__About this task__
Every line of the data below is to be given again as it appears, with the images removed.

[Items from a dataset]
== Segment start ==

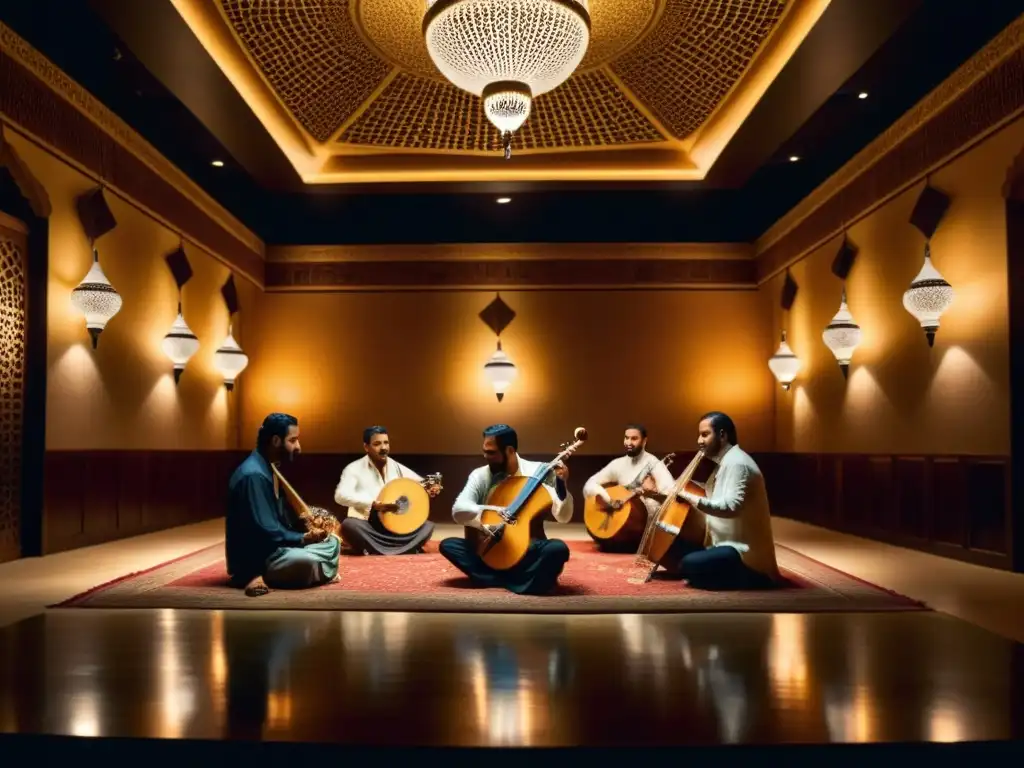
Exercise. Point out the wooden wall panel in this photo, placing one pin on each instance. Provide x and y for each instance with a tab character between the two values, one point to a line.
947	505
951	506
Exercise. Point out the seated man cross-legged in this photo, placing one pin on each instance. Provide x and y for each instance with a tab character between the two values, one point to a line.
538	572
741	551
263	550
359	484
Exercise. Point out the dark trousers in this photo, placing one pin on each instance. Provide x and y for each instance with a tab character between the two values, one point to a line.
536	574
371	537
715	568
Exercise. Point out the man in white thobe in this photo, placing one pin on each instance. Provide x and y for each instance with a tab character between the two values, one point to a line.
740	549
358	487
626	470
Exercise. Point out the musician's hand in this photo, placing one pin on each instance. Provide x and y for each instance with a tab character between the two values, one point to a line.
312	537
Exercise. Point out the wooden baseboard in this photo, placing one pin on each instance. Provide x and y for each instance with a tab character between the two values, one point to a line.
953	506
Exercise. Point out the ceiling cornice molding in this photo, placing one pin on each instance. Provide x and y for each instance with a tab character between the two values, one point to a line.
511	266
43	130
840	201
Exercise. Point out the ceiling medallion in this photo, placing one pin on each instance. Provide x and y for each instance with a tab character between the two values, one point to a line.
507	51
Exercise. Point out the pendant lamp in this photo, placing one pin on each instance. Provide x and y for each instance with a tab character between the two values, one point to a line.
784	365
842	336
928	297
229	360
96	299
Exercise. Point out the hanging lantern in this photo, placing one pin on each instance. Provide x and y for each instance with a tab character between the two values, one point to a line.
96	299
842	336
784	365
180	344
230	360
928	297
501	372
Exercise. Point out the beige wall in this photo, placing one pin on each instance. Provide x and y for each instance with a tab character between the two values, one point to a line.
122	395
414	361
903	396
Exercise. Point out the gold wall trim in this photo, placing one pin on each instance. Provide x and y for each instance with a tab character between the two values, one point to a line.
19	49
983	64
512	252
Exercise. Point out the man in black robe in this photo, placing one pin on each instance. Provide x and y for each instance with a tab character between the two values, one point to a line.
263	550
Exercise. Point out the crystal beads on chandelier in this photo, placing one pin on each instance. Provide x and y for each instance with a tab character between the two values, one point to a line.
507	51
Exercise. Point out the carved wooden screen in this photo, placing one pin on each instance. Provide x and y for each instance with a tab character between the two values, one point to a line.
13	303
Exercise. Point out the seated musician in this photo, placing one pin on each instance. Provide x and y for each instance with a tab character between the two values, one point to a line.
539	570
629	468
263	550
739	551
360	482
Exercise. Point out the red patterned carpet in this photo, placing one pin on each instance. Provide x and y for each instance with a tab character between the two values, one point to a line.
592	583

== Segment end ==

__Output for this exercise__
Exercise. Point out the wooden wall panel in this photo, placing one pin on each instance. Provide x and y for each instance with a tab character between the two values, one point to a line.
947	505
951	506
Exercise. Point out the seated man cross-legged in this photo, placing one pin on each instance. Provide x and y for each instance with a tab character between the two values, one point to a line.
538	572
741	551
263	550
359	484
Exercise. Point out the dark trousers in this photo, placing one pin on each instance. Provide x and y for each instance with a tab character between the two values, one point to a line.
536	574
371	537
715	568
Exercise. Point out the man in white thobe in this photo, placing one pin on each instance. Provide x and y for each instance with a tab character between the two values, one point to a line.
740	549
358	487
626	470
Exercise. Point out the musician's hand in this photo, placing one pin on each instance. Provide x and y for each instance with a tab character between the two values, one point to a line.
312	537
Exercise. Point out the wooden baseboard in this photo, placing one pin on each instance. Provide x and y for each instance with a tab character between the two values, one point to a line.
953	506
Exercise. Point out the ceiling cornice molding in this photo, placing one pin on each instance. Provide x and y for each instance with a tab character between the two values, one point to a line.
511	266
43	130
840	201
Exercise. Point out the ceiling medallion in this photo, placing one pin on each instance. Provide x and y for each instance with a tab character between the two values, one point to a line.
507	51
Exercise. Point out the pendant lamp in this photo, placing one pin on each instance. Provide x and y for each instance with a tab character between the two values, one point to a line.
784	365
842	336
928	297
229	360
96	299
Exercise. Point out the hanging lantern in this photo, placing one pin on each instance. Provide x and y for each instance with a tab character between the two values, one point to a line.
96	299
842	336
784	365
180	344
230	360
928	297
501	372
Exercise. Point out the beige wall in this photo, placing one pin on each instance. Provide x and y for each instance with a tab character between the two values, one point to a line.
122	395
414	361
903	396
Exercise. Point out the gold wall trim in this photo, placing one pin on each instance. Provide x and y for each instance with a tab character between the two values, one point to a line.
19	49
983	64
512	252
Exercise. Point out the man in black robe in this photo, placing one pin on each instance. Provide x and y for each instance with a tab character between the two values, one point to a line.
263	550
Exercise. Point out the crystal beads on chandelier in this photo, placing one pin on each instance. Provide x and y for each instance with a tab character between the two values, one point to a line.
507	51
Exercise. Point out the carved wooden screen in this photo, placing one pin on each instance. Provide x and y for each instance with a tab character between the two values, one point to a line.
13	303
Exercise. Point out the seated musician in this photo, placing one pin on each instance. Provide x and y for each instance with a tab character between the two values, one point to a line.
539	570
629	468
263	550
739	551
360	482
Exercise. Point out the red patterned carpet in this photo, placing one pin on each instance. Provide x and y for each instance with a tab character between the two values, one point to a line.
592	583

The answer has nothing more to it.